▶ _ТЕКСТ УПРАЖНЕНИЯ_:
::::::

Варлам Шаламов

Болезни языка и их лечение

Борьба[1] Корнея Чуковского с канцеляритом окончилась полной победой канцелярита. А у Чуковского был немалый талант полемиста, страсть обличать, необходимые знания и безупречный вкус к русскому слову и жертвенность даже…

Почему же так случилось? Почему энергичные выступления с использованием самых современных коммуникативных связей, вроде телевидения и кино, не принесли ни малейшего успеха, не оказали ни малейшего влияния на развитие современного русского языка?[2]

Право писателя черпать свой язык из любого источника — неоспоримо. На язык, на его развитие постоянно действуют несколько разных начал. Газетная речь, телевидение, радио. Иностранные слова входят в язык из художественной прозы Запада, и из технической литературы постоянно язык пополняется сленгами, диалектизмами.

Имена этих обновителей языка, а вовсе не разрушителей традиционно известны, и всех их легко пересчитать по пальцам. Неизвестных обновителей языка нет.

Однако наш век — вторая половина ХХ века — характеризуется одним фактом, одним явлением с необычайно быстрым развитием, превосходящим темпы всех фантастических романов мира. Это научная революция, которая совершается на наших глазах, достаточно убедительно. Эта научная революция разрывает рамки понятий гуманитарных факультетов[3].

Научно-техническая революция врывается в искусство, в литературу, в законы слова, и не только в смысле структурального метода, что ли…

Наука просто требует других слов для своего выражения. Художественная литература не успела подготовить достаточно эффективного словаря, который мог бы и отразить процессы, происходящие в науке, и натолкнуть ее на новые открытия.

Исчерпав запасы научных сведений, кибернетика обращается к искусству, чтобы в искусстве, в поэзии найти новые научные идеи, озарения, советы.

Отсюда эти вездесущие цитаты из Гете, Данте и Джона Донна, и особенно из Льюиса Кэролла, чьи эпиграфы стали литературной модой для многих[4] научных трудов.

На самом деле многозначительность здесь — ложная. Ведь ученый берет у поэта только мысль, утверждение, логическое суждение, обмолвку, которой пользуется по своему усмотрению.

В этом нет ничего плохого, но, памятуя о том, что поэзия непереводима, можно заранее сказать, что никаких находок на этом пути здесь у ученого не будет. Он берет, да еще из перевода, исходную мысль, не больше.

Однако[5] в этом овладении читательским вниманием скрыта опасность. Не всякий ученый — хороший писатель. Тот скудный язык, которым владеет ученый, — его беда, а не вина. Читателю же научные статьи преподносятся как последнее слово людей, которым читатели еще верят. Язык, которым пользуется девяносто процентов работников науки, входит и в читательскую речь, в быт. Статья-сообщение считается высшей формой литературного творчества.

::::::

Продолжите текст о болезнях языка, начав сразу после его последнего предложения. Эти данные взяты из другого источника.

Данные для локализации точек
::::::

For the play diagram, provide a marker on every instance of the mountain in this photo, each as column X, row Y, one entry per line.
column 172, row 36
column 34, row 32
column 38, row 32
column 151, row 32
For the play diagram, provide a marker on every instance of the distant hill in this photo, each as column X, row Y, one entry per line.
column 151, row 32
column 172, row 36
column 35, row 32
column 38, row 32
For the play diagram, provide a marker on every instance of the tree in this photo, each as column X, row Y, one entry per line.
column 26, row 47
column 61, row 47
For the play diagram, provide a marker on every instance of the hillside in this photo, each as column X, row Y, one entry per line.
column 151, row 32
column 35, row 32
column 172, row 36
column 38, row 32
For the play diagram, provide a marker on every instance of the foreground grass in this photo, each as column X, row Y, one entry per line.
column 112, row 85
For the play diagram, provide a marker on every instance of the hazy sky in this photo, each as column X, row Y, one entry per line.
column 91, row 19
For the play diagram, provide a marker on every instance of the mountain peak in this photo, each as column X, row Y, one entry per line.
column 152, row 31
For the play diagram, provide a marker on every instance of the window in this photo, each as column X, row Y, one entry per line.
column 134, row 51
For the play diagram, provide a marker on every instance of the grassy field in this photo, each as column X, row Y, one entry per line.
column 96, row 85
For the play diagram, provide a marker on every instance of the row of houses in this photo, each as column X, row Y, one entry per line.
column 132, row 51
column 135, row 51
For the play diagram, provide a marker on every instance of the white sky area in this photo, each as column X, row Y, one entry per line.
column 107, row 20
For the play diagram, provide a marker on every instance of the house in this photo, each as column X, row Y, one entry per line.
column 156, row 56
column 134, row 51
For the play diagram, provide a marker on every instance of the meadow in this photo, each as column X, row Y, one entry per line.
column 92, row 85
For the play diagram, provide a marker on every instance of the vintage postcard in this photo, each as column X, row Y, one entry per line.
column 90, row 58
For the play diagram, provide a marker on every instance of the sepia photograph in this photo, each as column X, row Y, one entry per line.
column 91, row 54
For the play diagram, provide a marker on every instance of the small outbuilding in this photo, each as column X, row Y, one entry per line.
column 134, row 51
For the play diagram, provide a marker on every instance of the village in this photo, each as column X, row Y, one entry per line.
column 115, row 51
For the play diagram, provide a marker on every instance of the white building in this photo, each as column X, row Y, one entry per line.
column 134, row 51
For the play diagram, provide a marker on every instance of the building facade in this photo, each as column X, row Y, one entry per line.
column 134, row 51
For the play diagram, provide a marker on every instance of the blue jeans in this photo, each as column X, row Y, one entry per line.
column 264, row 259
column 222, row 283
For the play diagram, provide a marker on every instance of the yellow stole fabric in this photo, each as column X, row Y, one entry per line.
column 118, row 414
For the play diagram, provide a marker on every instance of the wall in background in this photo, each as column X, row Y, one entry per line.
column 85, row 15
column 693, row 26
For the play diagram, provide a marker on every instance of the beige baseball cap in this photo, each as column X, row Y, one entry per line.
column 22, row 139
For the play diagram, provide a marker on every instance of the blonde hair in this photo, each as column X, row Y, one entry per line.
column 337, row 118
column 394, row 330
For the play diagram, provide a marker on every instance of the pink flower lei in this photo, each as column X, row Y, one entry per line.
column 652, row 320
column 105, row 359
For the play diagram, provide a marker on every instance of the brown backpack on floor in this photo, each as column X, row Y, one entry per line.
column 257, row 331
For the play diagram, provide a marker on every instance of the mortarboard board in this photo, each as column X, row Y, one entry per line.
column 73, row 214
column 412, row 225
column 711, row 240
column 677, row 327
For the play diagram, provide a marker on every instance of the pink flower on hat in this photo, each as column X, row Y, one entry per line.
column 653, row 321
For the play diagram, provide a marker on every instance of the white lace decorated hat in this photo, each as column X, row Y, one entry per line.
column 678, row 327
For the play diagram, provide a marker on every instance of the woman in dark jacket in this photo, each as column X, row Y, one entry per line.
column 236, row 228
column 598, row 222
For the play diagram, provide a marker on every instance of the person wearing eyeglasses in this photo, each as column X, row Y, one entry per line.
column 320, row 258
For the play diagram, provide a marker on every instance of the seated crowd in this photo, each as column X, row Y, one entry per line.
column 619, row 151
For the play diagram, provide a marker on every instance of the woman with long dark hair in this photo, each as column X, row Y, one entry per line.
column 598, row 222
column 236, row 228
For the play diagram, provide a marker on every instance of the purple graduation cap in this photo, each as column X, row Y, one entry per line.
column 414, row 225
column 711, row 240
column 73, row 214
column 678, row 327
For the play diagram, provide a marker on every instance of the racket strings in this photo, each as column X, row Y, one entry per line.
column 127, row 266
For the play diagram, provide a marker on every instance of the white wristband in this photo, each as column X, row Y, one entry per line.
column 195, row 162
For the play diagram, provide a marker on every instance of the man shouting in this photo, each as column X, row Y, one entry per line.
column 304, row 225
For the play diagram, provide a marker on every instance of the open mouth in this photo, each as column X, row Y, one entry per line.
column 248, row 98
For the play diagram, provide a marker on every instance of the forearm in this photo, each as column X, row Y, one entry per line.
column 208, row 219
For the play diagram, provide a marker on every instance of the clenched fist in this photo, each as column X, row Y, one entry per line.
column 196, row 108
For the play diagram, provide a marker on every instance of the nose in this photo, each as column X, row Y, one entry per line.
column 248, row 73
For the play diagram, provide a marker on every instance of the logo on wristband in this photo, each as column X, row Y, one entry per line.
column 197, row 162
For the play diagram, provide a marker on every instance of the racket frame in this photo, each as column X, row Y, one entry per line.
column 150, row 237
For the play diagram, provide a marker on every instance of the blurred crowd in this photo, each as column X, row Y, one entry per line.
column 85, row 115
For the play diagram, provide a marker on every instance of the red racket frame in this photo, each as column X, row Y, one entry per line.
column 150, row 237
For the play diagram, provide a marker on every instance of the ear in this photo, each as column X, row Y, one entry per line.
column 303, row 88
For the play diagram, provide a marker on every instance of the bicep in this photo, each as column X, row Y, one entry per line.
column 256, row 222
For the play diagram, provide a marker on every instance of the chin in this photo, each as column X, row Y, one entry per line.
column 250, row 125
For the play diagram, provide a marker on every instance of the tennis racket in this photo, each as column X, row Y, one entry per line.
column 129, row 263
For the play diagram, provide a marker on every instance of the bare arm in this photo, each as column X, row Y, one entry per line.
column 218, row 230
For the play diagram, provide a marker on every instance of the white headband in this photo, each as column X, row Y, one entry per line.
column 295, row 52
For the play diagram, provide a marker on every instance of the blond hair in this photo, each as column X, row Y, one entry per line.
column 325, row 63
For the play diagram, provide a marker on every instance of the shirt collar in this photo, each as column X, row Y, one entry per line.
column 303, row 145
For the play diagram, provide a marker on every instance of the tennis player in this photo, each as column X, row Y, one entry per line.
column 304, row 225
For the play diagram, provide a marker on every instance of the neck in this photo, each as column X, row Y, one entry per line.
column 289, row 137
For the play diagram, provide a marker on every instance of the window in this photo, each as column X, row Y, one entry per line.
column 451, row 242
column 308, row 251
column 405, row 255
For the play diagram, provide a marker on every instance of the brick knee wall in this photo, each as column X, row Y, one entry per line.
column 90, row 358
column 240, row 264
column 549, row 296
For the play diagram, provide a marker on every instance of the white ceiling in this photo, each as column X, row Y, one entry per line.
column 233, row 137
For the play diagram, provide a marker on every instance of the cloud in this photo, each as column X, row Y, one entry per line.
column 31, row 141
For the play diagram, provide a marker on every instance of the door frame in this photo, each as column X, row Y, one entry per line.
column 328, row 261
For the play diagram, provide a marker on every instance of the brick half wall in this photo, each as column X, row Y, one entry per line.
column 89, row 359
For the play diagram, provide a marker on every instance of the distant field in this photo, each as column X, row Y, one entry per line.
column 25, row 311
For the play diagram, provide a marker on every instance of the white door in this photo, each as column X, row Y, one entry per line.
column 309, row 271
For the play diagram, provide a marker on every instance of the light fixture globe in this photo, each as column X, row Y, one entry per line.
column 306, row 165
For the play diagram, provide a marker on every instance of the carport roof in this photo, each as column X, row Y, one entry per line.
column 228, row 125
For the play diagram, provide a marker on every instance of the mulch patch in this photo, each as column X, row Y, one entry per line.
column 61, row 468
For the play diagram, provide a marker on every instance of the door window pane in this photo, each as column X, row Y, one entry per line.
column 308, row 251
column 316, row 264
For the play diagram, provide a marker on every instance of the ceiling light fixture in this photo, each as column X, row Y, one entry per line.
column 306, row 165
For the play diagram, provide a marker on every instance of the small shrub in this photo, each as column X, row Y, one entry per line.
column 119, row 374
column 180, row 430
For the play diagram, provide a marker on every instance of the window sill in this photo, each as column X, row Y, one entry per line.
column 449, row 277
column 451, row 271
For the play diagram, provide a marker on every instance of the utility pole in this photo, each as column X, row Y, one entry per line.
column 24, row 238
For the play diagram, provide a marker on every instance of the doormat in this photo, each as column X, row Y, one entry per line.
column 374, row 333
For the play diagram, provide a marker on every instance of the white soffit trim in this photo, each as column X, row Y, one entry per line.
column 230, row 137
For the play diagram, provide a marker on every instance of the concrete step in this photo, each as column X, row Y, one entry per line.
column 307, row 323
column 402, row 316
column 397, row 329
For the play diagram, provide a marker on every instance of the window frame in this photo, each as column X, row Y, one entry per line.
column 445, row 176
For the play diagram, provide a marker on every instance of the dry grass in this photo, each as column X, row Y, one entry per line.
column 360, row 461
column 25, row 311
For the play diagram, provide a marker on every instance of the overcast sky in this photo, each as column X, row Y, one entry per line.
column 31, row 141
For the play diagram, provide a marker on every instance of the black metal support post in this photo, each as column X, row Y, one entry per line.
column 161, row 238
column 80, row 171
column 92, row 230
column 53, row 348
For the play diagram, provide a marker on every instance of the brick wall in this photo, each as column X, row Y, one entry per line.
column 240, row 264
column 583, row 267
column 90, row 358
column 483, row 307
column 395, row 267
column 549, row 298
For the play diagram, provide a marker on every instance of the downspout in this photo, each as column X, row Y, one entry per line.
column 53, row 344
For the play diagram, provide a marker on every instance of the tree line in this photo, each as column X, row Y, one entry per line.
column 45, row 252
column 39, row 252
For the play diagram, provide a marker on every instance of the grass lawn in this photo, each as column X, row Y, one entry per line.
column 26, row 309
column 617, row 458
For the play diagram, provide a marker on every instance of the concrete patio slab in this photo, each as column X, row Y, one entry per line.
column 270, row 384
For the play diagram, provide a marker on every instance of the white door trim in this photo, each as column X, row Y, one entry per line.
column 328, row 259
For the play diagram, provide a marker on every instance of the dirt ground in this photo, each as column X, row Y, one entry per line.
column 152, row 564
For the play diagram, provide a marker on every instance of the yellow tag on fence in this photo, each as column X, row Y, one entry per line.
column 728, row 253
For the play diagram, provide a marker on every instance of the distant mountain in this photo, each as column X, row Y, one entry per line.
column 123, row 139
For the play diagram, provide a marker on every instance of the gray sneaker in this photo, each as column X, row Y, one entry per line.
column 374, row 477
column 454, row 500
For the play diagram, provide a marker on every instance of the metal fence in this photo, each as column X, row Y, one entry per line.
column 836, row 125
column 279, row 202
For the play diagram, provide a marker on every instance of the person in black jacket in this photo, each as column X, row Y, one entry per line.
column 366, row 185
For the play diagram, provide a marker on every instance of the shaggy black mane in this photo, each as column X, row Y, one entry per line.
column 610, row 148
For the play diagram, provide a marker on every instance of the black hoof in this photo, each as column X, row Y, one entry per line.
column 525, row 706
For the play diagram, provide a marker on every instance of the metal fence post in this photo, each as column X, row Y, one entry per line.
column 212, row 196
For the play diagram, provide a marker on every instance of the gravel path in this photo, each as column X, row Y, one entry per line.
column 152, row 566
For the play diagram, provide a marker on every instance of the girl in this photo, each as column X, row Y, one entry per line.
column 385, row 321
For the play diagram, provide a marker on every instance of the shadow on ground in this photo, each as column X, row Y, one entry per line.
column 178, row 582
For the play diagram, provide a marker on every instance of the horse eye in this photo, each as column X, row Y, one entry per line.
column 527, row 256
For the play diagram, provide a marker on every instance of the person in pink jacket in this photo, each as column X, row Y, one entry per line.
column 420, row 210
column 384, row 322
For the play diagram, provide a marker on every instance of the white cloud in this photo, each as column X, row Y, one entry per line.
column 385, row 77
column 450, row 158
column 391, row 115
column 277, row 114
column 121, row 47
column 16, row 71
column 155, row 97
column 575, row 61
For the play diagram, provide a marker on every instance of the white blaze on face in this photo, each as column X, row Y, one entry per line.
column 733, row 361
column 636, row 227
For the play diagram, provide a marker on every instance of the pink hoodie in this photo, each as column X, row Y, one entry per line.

::::::

▶ _ПИСЬМЕННЫЙ ОТВЕТ_:
В языке художественной литературы современная научная революция не выражена. Поиски освежения научного языка приводят ученых к штудированию Хлебникова, Мандельштама, Цветаевой, Белого. И в этом тоже нет ничего плохого. Надо только знать, что это поиски содержания, не больше[6].

В стихах же дело не решается одним содержанием. Поэзия — это особый мир, до которого ученые и не касаются. Более того — наука и поэзия прямо противоположные понятия, возникшие во взаимной борьбе.

Народный язык не имеет сейчас такого значения для писателя, как в прошлом веке. Современный литературный язык может обогащаться только в городах. Процесс урбанизации необратим. Общеевропейский культурный язык приобретает больший вес, чем в XIX веке. Язык не зависит от языковеда.

Сейчас прошло несколько десятилетий после бури страстей, бушевавшей в нашем языковедении перед реформой 1918 года, упразднившей буквы «ять» и «твердый знак».

Сейчас мы можем оглядеться. Не соединять революцию с реформой правописания. Следует признать, что потеря ять и твердого знака принесла заметный ущерб языку, обеднила его. Ликвидация буквы «ять» готовилась вне подготовки Октябрьской революции и совсем в других кругах.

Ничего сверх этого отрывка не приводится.